Coordinate labeling data:
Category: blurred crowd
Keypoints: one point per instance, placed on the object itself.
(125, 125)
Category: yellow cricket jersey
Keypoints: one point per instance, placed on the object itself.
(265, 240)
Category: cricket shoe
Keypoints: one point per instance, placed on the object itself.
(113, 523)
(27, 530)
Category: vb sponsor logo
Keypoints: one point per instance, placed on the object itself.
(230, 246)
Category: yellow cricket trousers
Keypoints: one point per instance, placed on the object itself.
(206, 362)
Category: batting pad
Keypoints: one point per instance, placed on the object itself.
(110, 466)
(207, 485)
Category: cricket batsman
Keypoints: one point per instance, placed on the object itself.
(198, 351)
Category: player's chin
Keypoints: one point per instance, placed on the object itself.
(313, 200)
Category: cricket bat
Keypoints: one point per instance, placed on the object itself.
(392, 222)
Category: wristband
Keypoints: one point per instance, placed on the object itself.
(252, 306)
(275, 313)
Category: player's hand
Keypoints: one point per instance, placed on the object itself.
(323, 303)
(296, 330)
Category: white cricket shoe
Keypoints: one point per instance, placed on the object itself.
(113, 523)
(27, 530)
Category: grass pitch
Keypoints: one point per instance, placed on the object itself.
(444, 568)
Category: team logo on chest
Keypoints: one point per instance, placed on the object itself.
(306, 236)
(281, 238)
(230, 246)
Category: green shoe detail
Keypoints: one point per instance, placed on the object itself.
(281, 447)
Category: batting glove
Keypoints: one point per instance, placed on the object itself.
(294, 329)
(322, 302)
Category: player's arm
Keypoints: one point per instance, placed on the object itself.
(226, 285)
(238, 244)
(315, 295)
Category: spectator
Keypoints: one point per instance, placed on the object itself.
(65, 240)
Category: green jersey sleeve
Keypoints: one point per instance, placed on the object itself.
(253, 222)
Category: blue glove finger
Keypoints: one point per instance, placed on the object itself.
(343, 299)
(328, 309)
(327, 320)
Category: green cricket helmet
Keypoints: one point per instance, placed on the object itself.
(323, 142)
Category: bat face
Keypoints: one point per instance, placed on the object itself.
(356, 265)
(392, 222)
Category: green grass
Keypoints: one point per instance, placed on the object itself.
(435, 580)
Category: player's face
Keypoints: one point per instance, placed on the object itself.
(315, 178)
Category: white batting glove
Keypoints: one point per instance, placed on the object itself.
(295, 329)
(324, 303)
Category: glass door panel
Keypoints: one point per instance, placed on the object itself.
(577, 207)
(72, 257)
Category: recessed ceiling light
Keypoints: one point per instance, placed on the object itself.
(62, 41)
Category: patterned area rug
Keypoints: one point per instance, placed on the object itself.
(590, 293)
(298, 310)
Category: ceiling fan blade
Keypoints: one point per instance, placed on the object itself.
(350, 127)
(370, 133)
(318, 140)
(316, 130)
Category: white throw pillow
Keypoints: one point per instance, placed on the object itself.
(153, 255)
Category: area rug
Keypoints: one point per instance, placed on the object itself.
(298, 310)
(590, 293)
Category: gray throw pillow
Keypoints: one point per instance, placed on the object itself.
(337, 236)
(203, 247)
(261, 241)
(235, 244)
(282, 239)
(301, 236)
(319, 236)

▸ TASK DETAILS:
Rescale the material from the line containing "Category: area rug" through the end of the material by rewriting those lines in full, category and keypoint lines included, with every coordinate in the answers multiplied by 1.15 and rounded to a whole number, halves rounded up. Give only these lines.

▸ WRITTEN RESPONSE:
Category: area rug
Keypoints: one point per instance, placed on the object itself.
(343, 357)
(679, 337)
Category: gray throw pillow
Keypoints: one point per instance, placed on the object itself.
(388, 271)
(233, 284)
(300, 277)
(270, 281)
(324, 275)
(346, 271)
(367, 271)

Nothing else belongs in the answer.